◆ What this task involves:
Count the lines in the material below that contain the word "gift", and reply with only that number.

◆ Stored records:
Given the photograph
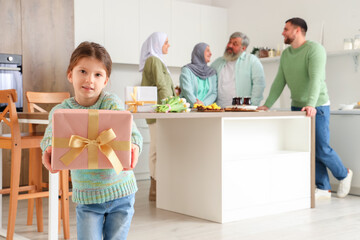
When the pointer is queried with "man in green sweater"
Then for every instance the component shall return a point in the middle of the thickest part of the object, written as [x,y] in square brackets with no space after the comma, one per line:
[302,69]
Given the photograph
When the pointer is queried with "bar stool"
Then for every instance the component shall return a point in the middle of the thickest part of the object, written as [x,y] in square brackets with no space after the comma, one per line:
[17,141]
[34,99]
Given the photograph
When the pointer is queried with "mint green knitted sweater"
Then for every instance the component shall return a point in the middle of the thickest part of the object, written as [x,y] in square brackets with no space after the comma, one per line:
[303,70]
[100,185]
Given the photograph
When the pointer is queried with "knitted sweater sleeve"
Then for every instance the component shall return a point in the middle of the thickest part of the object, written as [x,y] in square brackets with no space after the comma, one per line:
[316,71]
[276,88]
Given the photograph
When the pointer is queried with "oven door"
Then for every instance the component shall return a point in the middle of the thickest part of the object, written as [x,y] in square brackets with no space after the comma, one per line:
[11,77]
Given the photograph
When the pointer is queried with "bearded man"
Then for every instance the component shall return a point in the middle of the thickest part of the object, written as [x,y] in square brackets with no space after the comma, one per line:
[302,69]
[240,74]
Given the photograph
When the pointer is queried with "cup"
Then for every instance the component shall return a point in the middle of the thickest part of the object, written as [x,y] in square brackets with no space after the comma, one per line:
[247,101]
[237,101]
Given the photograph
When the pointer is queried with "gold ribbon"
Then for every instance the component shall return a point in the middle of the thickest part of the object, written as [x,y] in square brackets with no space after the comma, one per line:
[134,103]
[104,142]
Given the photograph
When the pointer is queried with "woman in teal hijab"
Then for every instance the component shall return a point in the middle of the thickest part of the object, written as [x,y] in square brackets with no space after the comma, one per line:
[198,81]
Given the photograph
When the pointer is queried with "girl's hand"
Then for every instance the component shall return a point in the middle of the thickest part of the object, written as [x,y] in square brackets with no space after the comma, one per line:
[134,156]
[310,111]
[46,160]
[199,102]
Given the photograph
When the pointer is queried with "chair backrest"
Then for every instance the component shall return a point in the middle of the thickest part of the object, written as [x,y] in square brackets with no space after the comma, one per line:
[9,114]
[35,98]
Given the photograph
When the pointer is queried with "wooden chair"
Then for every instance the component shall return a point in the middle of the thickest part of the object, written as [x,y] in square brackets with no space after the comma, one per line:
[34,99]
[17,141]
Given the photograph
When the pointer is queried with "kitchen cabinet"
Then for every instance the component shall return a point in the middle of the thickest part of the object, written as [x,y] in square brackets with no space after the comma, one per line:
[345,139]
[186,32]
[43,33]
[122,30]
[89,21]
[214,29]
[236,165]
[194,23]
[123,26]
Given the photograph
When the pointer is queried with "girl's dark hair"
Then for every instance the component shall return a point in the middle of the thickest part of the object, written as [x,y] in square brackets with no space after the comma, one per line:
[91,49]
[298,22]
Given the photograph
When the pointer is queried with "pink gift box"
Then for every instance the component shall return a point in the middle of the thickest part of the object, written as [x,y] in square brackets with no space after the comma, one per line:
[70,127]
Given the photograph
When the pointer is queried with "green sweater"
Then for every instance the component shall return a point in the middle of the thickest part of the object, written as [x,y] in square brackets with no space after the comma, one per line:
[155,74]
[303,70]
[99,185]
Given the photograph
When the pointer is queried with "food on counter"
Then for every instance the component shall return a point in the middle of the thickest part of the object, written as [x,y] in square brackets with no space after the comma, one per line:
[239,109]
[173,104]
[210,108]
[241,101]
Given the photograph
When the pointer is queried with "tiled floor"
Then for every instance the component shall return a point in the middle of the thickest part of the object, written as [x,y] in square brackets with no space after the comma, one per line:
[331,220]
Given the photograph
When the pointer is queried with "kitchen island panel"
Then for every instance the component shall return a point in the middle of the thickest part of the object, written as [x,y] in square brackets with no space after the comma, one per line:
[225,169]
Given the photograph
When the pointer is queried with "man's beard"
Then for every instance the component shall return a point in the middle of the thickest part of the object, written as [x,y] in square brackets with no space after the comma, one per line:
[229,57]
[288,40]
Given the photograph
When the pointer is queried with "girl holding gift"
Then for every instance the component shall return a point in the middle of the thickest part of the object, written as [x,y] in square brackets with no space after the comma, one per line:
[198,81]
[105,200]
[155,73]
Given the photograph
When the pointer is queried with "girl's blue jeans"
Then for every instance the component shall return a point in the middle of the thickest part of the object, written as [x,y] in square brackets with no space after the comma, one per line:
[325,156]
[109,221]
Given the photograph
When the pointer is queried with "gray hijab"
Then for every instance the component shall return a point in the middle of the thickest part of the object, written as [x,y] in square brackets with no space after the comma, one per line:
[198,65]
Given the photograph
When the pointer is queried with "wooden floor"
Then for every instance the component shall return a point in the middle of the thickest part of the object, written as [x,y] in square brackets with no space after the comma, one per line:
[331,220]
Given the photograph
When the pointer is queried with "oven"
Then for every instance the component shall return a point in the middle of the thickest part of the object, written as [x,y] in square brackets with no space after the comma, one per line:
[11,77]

◆ Result of this exercise:
2